*Soal Tugas*
Menurut teks sumber tentang peralihan ke metode guyurponik, apa dua hobi penulisnya?

*Teks Sumber*
Beralih dari Berkebun Organik ke Metode Guyurponik

Lets Share:

Hobi saya membuat kue dan berkebun. Katanya sih yang suka memasak, biasanya suka berkebun juga. Tapi saya sih tidak bisa memasak, saya lebih suka membuat kue daripada memasak. Mungkin karena di rumah sudah ada yang jago masak, jadi ya udah saya mah apa atuh… Jadi saya melipir dan memilih belajar membuat kue dan ternyata saya menyukainya.

Nah mungkin karena saya kurang suka memasak, jadi hobi saya berkebun itu pun jadi agak-agak kurang naturalis gitu. Jadi saya senang berkebun tapi tidak senang berurusan dengan aneka hewan yang ada di dalam tanah. Kalau boleh sedikit curcol, saat sedang belajar masak pun saya setress kalau mesti berhadapan dengan bahan makanan yang masih berbentuk hewan. Beraninya cuma menghadapi fillet ayam, fillet ikan dan daging yang sudah dipotong rapi, pokoknya sudah tidak lagi berbentuk hewan.

Ini pun berimbas pada kegemaran saya berkebun. Yah seperti yang pernah saya tulis di sini, berkebun itu membuat saya harus belajar menguatkan hati berurusan dengan aneka hewan yang masih hidup. Tidak mudah, sehingga ketika akhirnya saya berhasil mengatasinya maka itu perlu dirayakan dengan menceritakannya di sini.

Entri Tersimpan
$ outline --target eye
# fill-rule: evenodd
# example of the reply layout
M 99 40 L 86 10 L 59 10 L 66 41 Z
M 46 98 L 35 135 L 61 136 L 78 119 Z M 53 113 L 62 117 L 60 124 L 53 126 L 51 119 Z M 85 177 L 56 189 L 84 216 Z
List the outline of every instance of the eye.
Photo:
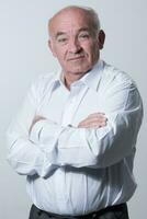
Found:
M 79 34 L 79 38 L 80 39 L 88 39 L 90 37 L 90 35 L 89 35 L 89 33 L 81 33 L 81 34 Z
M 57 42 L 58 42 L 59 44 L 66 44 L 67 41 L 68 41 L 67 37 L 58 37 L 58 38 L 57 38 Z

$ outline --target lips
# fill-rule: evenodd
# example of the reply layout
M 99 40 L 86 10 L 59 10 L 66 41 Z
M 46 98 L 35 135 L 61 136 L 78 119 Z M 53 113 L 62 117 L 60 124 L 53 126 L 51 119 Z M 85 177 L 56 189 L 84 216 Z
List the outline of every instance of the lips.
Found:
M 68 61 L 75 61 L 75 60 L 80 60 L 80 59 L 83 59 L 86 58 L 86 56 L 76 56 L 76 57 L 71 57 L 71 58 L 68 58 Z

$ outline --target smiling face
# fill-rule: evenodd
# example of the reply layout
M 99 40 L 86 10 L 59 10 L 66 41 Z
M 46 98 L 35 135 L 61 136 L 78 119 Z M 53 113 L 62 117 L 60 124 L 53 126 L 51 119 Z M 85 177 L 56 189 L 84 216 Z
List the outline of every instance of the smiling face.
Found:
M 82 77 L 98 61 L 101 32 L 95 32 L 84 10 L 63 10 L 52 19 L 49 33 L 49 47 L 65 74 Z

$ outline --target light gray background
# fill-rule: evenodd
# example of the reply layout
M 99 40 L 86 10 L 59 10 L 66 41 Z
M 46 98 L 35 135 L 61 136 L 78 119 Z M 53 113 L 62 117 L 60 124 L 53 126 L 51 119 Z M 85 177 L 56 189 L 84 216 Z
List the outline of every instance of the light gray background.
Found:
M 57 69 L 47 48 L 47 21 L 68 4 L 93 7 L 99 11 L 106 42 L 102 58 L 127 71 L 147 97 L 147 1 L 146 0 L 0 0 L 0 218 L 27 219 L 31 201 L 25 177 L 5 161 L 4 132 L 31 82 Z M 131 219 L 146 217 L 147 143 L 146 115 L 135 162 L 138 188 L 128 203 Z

==

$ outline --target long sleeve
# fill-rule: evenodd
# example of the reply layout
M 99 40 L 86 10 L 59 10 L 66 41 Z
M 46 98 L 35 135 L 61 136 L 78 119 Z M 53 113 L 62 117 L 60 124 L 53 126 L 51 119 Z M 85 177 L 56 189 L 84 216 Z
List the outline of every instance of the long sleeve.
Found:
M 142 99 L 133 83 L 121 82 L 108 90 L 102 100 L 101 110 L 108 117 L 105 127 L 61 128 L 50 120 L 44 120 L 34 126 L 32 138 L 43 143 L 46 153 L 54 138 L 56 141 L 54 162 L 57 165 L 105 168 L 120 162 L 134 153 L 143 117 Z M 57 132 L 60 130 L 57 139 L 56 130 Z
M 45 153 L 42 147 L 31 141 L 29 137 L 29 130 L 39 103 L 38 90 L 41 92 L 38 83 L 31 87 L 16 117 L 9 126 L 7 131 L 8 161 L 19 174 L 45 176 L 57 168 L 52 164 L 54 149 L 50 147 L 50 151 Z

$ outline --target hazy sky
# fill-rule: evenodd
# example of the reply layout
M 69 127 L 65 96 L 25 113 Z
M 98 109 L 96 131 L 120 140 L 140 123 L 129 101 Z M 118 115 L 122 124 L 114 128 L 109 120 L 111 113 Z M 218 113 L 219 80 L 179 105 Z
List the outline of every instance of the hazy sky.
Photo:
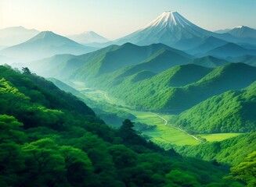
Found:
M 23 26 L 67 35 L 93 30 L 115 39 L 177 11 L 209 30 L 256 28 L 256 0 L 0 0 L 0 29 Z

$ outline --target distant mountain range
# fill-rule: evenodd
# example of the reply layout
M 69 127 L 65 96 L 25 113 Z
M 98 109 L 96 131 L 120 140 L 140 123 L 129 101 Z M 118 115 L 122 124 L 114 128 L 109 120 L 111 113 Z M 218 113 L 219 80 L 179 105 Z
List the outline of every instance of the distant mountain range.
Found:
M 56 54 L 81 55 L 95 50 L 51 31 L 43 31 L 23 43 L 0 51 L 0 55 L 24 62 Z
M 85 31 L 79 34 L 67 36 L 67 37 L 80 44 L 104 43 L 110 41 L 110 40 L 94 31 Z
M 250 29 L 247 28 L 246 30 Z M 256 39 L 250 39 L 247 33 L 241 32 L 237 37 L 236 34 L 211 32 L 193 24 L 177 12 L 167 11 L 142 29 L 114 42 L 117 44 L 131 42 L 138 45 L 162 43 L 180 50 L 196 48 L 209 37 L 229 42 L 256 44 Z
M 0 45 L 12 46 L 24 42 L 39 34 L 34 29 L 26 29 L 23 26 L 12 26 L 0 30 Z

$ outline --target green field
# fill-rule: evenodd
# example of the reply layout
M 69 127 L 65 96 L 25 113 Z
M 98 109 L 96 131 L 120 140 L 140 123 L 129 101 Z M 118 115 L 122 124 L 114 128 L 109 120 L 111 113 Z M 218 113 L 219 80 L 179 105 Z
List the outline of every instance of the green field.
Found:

---

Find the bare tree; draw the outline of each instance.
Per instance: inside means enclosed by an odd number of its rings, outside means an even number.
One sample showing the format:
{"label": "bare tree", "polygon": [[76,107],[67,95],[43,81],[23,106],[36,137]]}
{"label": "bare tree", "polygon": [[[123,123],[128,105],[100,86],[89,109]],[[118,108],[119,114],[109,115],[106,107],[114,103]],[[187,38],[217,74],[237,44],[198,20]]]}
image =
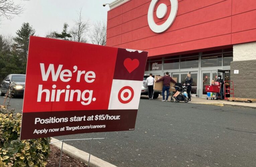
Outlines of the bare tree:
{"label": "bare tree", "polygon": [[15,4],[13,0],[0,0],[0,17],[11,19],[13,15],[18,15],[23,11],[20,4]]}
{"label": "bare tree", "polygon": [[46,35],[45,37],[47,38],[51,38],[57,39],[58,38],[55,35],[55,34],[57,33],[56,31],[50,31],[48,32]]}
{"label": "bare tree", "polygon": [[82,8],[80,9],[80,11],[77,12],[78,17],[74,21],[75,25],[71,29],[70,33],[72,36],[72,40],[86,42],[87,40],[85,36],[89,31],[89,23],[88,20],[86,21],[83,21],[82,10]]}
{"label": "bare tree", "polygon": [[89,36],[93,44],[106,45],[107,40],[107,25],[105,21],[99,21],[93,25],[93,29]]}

*Jawaban Tertulis*
Membuat kue dan berkebun.